_Itens fornecidos_.

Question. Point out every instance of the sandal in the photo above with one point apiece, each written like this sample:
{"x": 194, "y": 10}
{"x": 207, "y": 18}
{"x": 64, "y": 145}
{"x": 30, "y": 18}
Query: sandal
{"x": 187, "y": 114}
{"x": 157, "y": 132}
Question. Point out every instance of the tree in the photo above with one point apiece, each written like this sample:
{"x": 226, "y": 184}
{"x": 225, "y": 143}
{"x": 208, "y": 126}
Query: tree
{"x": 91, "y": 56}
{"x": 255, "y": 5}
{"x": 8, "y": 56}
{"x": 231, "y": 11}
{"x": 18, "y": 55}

_Tarefa a fazer_. Extraia todas as linhas dos itens acima e repita cada uma sem nenhuma mudança.

_Resultado do exercício_.
Question. Point out every instance of the sandal in the photo above with one point apiece, each written like this sample:
{"x": 194, "y": 10}
{"x": 207, "y": 18}
{"x": 64, "y": 145}
{"x": 30, "y": 18}
Query: sandal
{"x": 187, "y": 114}
{"x": 157, "y": 132}
Question. Point out every instance of the tree in the photo above with one point apiece, each written like this sample:
{"x": 226, "y": 184}
{"x": 225, "y": 143}
{"x": 208, "y": 126}
Query: tree
{"x": 91, "y": 56}
{"x": 255, "y": 5}
{"x": 8, "y": 56}
{"x": 231, "y": 11}
{"x": 18, "y": 55}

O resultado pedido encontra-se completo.